>>>

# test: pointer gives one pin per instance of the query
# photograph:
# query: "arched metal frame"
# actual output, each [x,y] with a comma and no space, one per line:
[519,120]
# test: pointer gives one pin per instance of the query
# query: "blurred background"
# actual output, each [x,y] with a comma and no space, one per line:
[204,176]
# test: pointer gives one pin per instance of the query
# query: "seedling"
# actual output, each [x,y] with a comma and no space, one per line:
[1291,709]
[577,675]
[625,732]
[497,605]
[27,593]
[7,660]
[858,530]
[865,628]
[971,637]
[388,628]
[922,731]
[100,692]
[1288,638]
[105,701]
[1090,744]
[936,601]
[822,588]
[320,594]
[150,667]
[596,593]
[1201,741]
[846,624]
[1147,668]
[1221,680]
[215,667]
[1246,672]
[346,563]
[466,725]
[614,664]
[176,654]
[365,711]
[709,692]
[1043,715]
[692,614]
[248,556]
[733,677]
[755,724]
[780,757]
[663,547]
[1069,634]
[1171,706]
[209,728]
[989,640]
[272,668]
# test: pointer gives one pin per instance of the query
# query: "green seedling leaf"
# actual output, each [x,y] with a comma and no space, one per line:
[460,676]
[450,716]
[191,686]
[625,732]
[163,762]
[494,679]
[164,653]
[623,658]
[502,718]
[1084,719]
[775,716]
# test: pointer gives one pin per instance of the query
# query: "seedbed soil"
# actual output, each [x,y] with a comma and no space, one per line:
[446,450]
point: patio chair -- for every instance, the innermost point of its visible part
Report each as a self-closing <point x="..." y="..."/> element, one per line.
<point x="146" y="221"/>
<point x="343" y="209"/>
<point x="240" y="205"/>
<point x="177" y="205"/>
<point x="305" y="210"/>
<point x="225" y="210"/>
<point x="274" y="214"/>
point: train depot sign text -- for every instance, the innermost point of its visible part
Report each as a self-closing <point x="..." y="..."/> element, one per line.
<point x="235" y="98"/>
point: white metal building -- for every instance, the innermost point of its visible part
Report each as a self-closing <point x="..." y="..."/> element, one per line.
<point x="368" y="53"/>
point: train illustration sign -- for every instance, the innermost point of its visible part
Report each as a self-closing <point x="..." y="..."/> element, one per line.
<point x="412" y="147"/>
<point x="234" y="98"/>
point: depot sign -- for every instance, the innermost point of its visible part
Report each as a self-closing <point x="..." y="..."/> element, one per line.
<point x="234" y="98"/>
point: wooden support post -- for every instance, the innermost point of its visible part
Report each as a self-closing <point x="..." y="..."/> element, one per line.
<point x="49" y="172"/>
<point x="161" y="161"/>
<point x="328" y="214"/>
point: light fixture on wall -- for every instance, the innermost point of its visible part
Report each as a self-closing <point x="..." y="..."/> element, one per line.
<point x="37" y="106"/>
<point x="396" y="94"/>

<<<

Exercise description >>
Quote each line of the data above exactly as written.

Reply to the task >>
# test: pointer gives one pin per instance of the query
# photograph:
# query: "arched metal frame"
# actual output, each [x,y] with a comma and no space, one per line:
[519,120]
# test: pointer gives one pin per instance of the query
# query: "blurred background"
# actual output, each [x,y] with a comma and no space, one per line:
[204,176]
# test: pointer gives one pin per instance of the query
# query: "seedling"
# actual output, each [x,y] with a comma and no space, one per line:
[1291,709]
[577,675]
[625,732]
[497,605]
[27,593]
[7,660]
[858,530]
[865,628]
[971,637]
[388,628]
[922,731]
[100,692]
[1288,638]
[105,701]
[1090,744]
[936,601]
[822,588]
[320,594]
[150,667]
[596,593]
[1201,741]
[846,624]
[1147,668]
[1221,680]
[215,667]
[1246,672]
[346,563]
[466,725]
[614,664]
[176,654]
[365,711]
[709,692]
[1043,715]
[692,614]
[248,556]
[733,677]
[755,724]
[780,757]
[663,547]
[1069,634]
[1171,706]
[209,728]
[989,640]
[272,668]
# test: pointer gives one pin per instance of the query
# query: "green seedling leaf"
# actual output, each [x,y] with a comma and no space, one per line:
[460,676]
[450,716]
[191,686]
[625,732]
[163,762]
[494,679]
[164,653]
[623,658]
[502,718]
[1084,719]
[775,716]
# test: pointer gives one pin per instance of the query
# query: "seedbed soil"
# actual output, each [x,y] with a comma and no space, one per line:
[446,450]
point: patio chair -- for every instance, the innermost point of its visible part
Report each as a self-closing <point x="..." y="..."/> element, one per line.
<point x="146" y="221"/>
<point x="343" y="209"/>
<point x="240" y="205"/>
<point x="177" y="205"/>
<point x="305" y="210"/>
<point x="225" y="210"/>
<point x="274" y="214"/>
point: train depot sign text -- for every instance, the innermost point of its visible part
Report each as a self-closing <point x="..." y="..."/> element, one per line.
<point x="235" y="98"/>
point: white metal building -- for every instance, the innermost point of its visible part
Report each as a self-closing <point x="..." y="..."/> element, one per line.
<point x="368" y="53"/>
point: train illustration sign -- for every instance, the innermost point of its visible part
Report each as a self-closing <point x="..." y="..."/> element, one per line.
<point x="412" y="147"/>
<point x="234" y="98"/>
point: depot sign -- for every instance, the innermost point of its visible part
Report each as a self-closing <point x="..." y="..."/> element, one per line.
<point x="234" y="98"/>
point: wooden support post -- for every instance, the innermost point of its visible part
Report each as a self-closing <point x="..." y="..."/> element, one per line.
<point x="49" y="172"/>
<point x="161" y="161"/>
<point x="328" y="214"/>
point: light fixture on wall -- for every instance, the innermost point of its visible part
Report each as a self-closing <point x="..." y="..."/> element, one per line.
<point x="37" y="106"/>
<point x="396" y="94"/>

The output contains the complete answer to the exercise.